-- Record extracts follows --

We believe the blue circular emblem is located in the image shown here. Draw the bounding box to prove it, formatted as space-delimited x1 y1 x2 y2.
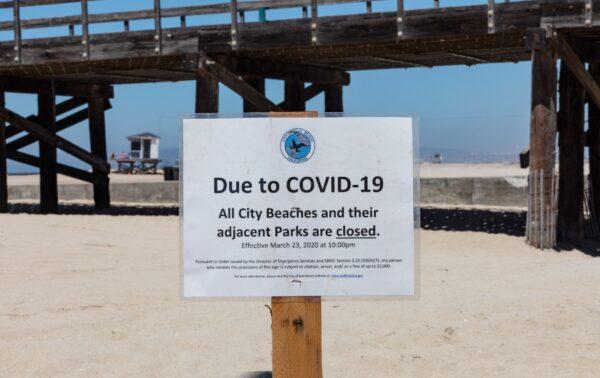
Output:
281 128 315 163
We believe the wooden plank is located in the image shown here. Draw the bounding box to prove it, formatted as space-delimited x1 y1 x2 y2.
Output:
195 70 219 113
552 33 600 111
154 0 162 54
0 106 110 173
324 83 343 112
0 90 7 213
200 55 282 112
230 0 239 50
38 83 58 214
311 0 318 45
396 0 404 39
211 55 350 85
7 149 95 183
527 28 557 249
243 77 265 113
0 77 113 98
81 0 90 60
13 0 21 64
284 79 306 111
88 93 110 210
589 62 600 228
557 60 585 243
271 296 323 378
0 0 103 8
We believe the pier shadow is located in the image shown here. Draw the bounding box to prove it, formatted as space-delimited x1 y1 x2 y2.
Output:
240 373 272 378
556 239 600 257
421 207 526 237
5 203 179 216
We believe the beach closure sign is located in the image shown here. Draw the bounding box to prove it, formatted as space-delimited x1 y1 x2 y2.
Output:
181 116 417 298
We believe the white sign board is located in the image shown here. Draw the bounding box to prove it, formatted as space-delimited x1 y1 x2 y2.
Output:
181 116 417 298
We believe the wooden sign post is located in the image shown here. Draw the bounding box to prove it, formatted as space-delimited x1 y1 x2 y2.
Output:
269 111 322 378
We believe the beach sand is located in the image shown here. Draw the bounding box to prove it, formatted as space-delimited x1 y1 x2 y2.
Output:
1 213 599 377
6 163 531 187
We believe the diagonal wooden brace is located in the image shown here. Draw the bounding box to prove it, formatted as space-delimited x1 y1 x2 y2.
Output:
278 83 325 110
7 99 111 151
0 106 110 173
198 53 282 112
7 150 96 184
552 32 600 111
5 96 88 139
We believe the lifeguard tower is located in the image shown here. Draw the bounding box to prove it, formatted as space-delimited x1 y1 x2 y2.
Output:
116 133 161 174
128 132 160 160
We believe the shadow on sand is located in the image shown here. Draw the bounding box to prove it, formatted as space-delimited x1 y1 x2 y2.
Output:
421 207 526 237
7 203 527 236
6 203 179 216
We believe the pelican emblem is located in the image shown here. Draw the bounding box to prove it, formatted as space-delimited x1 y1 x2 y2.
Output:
281 128 315 163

-- Record extracts concluded --

Work instructions: Where a line of the records above holds the word "shadow", copy that line.

Problem solution:
We believe the pier shadow is located in the image shown here. Draw the bounding box to prove it, formatted as space-delimited x1 y1 x2 y2.
We believe the shadow on sand is located in the image shown here. Draw the bounding box to prove it, formatted as space-delimited x1 y1 x2 y2.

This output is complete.